*** Given records
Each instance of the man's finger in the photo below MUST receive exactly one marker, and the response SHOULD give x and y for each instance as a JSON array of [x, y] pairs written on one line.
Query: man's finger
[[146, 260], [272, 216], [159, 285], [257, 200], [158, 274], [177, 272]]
******
*** Given records
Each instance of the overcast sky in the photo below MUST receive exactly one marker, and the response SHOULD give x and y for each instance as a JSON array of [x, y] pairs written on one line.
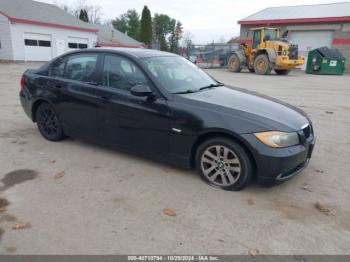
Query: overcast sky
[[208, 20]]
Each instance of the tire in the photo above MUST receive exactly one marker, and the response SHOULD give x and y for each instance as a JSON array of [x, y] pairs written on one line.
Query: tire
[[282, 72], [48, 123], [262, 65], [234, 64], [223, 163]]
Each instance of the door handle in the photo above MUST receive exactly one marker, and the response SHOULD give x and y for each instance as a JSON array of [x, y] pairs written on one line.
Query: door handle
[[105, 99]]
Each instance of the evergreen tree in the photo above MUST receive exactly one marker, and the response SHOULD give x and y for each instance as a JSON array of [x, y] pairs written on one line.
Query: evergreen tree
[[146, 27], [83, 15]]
******
__Goal of the exercise__: Rewrite the lines from the one containing "Each instance of the tire" through the one containing "[[146, 27], [83, 15]]", inclusive, swapping "marker" for "pin" and leaving everything else unchanged. Give back only those lines.

__Problem solution__:
Each instance of the tire in the photo above MUST receive exactly one pin, and the response SHOULD give x and y for each instance as a JSON array of [x, y] pairs written on one line.
Query: tire
[[282, 72], [48, 123], [262, 65], [234, 64], [223, 163]]
Each instance of the door handle in the photo above MUST receive exactly one pin, and the response SHOULD give x and y for each instance as a JSON array of [x, y] pairs written on one line.
Query: door handle
[[105, 99]]
Each instance of the evergreen tree in the photo above MUST receive exactly one pin, and the response SHOULD give x and y for each instance as a JSON array of [x, y] pairs written on one line.
Query: evergreen tree
[[146, 27], [83, 15]]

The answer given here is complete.